* Activity list
1 – Write out the part of the healthy-eating post starting at "Women should aim" and ending at "how that goes.".
2 – Answer these questions from the healthy-eating post:
(a) What snack does the writer say was a big one in college?
(b) How much water should women aim for each day, according to the National Academy of Sciences, Engineering and Medicine?
(c) Which three foods does the post name as having a lot of water in them?

* Source passage

----

Eating for YOUR Lifestyle
Let’s face it—no one really wants to count calories or points or whatever! Does it work? It sure can. But most of us just don’t want to take the time and effort. I don’t think that there is anything wrong with it.
These programs are teaching you moderation and healthy eating to lose weight and live a healthier life. However, the structure can feel restricting sometimes.
I’m a big proponent of moderation and not cutting out any food group unless you need to for medical reasons. I’m also big on planning. You don’t have to plan every single meal or snack each day, but plan some and you can stay on track. In college, I always had a water bottle and snacks in my bag. Granola bars were a big one for me. These days, I still sometimes have something in my bag, or a cooler in the car. Mainly due to the food allergies, but it’s great advice for anyone.
Most of us know the basics of healthy eating, but just in case you forgot a few, here’s some tips.
Water, Water, and Water
Drinking eight 8 oz. glasses of water each day is the recommendation we all know, and a lot of us don’t follow. However, it’s probably not enough.
Women should aim for 11.5 cups, or 2.7 liters, of water each day, according to the National Academy of Sciences, Engineering and Medicine. The truth is that each individual needs a different amount of fluids each day. The usual 64 oz. might be enough for you, but not enough for your friend. Or, maybe it’s enough during the winter time, but during the warmer months you need more.
Plain water is usually readily available, and is calorie-free. But juices, milk, coffee, tea and other drinks can also contribute. However, this does not mean that all your fluids should come from Starbucks. Nice try.
You can also add to your fluid intake with fresh fruits and veggies. Watermelon, cucumbers and spinach have a lot of water in them, and your body reaps the benefit.
My current goal to up my fluid intake is to try and drink one cup at the top of every hour. We’ll see how that goes.

----

* Data extract
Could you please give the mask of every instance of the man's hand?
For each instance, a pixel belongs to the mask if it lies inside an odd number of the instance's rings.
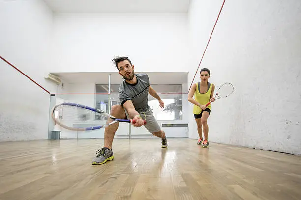
[[[160,108],[164,108],[164,102],[161,100],[159,100],[159,103],[160,104]]]
[[[134,117],[133,120],[136,121],[135,123],[132,122],[132,125],[135,127],[140,127],[144,124],[144,120],[143,120],[139,115],[136,115]]]
[[[212,97],[212,98],[210,98],[209,100],[210,101],[210,102],[214,102],[215,101],[215,98]]]
[[[205,105],[201,105],[199,106],[199,107],[200,107],[200,108],[202,109],[202,110],[204,110],[205,109],[206,109],[206,106]]]

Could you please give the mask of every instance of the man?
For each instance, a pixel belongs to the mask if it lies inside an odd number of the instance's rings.
[[[134,67],[127,57],[117,57],[113,61],[118,69],[119,74],[124,78],[120,85],[119,98],[121,105],[112,107],[111,115],[119,119],[133,119],[136,122],[132,125],[135,127],[144,125],[149,132],[162,138],[161,147],[167,147],[165,133],[161,130],[155,119],[152,109],[148,105],[149,93],[159,101],[160,107],[163,108],[164,103],[156,92],[150,84],[149,77],[145,74],[135,74]],[[146,124],[144,125],[144,120]],[[108,123],[112,121],[108,120]],[[93,165],[101,165],[114,158],[112,144],[119,123],[106,128],[104,147],[96,152],[97,156],[93,159]]]

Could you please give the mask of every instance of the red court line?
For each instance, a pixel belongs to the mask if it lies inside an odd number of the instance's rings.
[[[39,86],[41,88],[42,88],[42,89],[43,89],[44,90],[45,90],[47,93],[48,94],[50,94],[50,93],[46,89],[45,89],[44,88],[43,88],[43,87],[42,87],[41,85],[40,85],[38,83],[37,83],[36,82],[35,82],[35,81],[34,81],[33,80],[32,80],[30,77],[29,77],[28,75],[26,75],[25,74],[24,74],[23,72],[22,72],[21,70],[20,70],[19,69],[17,68],[16,67],[15,67],[14,66],[13,66],[12,64],[11,64],[9,62],[8,62],[8,61],[7,61],[6,60],[5,60],[4,58],[3,58],[3,57],[2,57],[0,55],[0,58],[1,58],[1,59],[2,59],[3,60],[4,60],[5,62],[6,62],[8,64],[9,64],[9,65],[10,65],[11,66],[12,66],[12,67],[13,67],[14,68],[15,68],[15,70],[16,70],[17,71],[18,71],[19,72],[20,72],[20,73],[21,73],[22,75],[24,75],[25,76],[26,76],[28,78],[29,78],[30,80],[31,81],[33,82],[34,83],[35,83],[36,84],[37,84],[38,86]]]
[[[194,77],[191,81],[191,84],[190,85],[190,87],[189,87],[189,89],[188,91],[190,90],[191,88],[191,86],[192,85],[192,83],[193,83],[193,81],[194,80],[194,78],[195,78],[195,75],[198,72],[198,70],[199,70],[199,68],[200,68],[200,65],[201,65],[201,63],[202,62],[202,60],[203,60],[203,58],[204,58],[204,55],[205,55],[205,52],[206,52],[206,50],[207,50],[207,47],[208,47],[208,45],[209,44],[209,42],[210,42],[210,40],[211,39],[211,37],[212,36],[212,34],[213,34],[213,31],[214,31],[214,28],[215,28],[215,25],[216,25],[216,23],[217,23],[217,21],[218,20],[218,18],[219,18],[219,15],[220,15],[220,13],[223,9],[223,7],[224,7],[224,4],[225,4],[225,1],[226,0],[224,0],[224,2],[223,2],[223,4],[222,5],[221,8],[220,8],[220,10],[219,11],[219,13],[218,13],[218,15],[217,16],[217,18],[216,18],[216,21],[215,21],[215,24],[214,24],[214,26],[213,26],[213,29],[212,29],[212,32],[211,32],[211,35],[210,35],[210,37],[209,38],[209,40],[208,40],[208,42],[207,43],[207,45],[206,45],[206,48],[204,51],[204,53],[203,53],[203,55],[202,56],[202,58],[201,58],[201,61],[200,61],[200,64],[199,64],[199,67],[198,67],[198,69],[195,72],[195,74],[194,75]]]

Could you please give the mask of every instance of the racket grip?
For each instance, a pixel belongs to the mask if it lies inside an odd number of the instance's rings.
[[[146,124],[146,121],[145,120],[143,120],[143,121],[144,122],[144,123],[143,123],[144,125]],[[132,120],[132,122],[133,122],[133,124],[135,124],[136,123],[136,120]]]
[[[205,105],[206,106],[206,107],[207,107],[208,106],[209,106],[209,105],[210,104],[210,103],[211,103],[211,101],[209,101],[209,102],[208,102],[207,103],[207,104],[206,104]]]

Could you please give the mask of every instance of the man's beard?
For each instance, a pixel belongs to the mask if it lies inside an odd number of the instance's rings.
[[[129,80],[129,81],[133,80],[133,78],[134,78],[134,75],[135,75],[135,73],[134,73],[134,71],[131,73],[131,74],[129,76],[127,76],[126,75],[122,75],[122,76],[123,77],[123,78],[124,78],[126,80]]]

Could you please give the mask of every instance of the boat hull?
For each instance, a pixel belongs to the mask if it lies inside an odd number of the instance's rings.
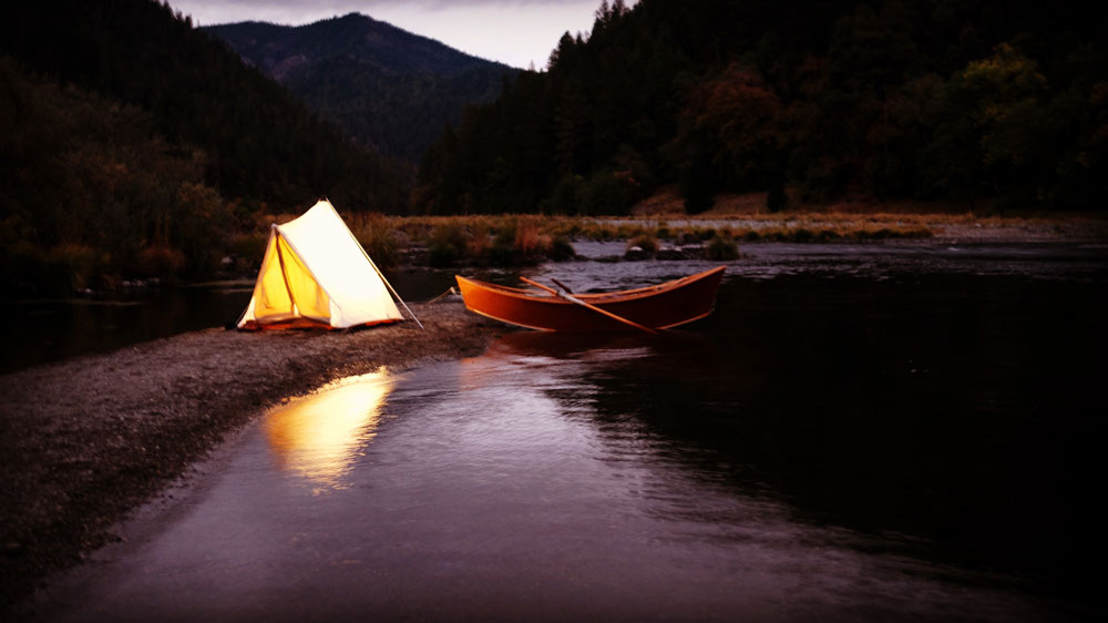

----

* Answers to this exercise
1 –
Women should aim for 11.5 cups, or 2.7 liters, of water each day, according to the National Academy of Sciences, Engineering and Medicine. The truth is that each individual needs a different amount of fluids each day. The usual 64 oz. might be enough for you, but not enough for your friend. Or, maybe it’s enough during the winter time, but during the warmer months you need more.
Plain water is usually readily available, and is calorie-free. But juices, milk, coffee, tea and other drinks can also contribute. However, this does not mean that all your fluids should come from Starbucks. Nice try.
You can also add to your fluid intake with fresh fruits and veggies. Watermelon, cucumbers and spinach have a lot of water in them, and your body reaps the benefit.
My current goal to up my fluid intake is to try and drink one cup at the top of every hour. We’ll see how that goes.

2 –
(a) Granola bars.
(b) 11.5 cups, or 2.7 liters.
(c) Watermelon, cucumbers and spinach.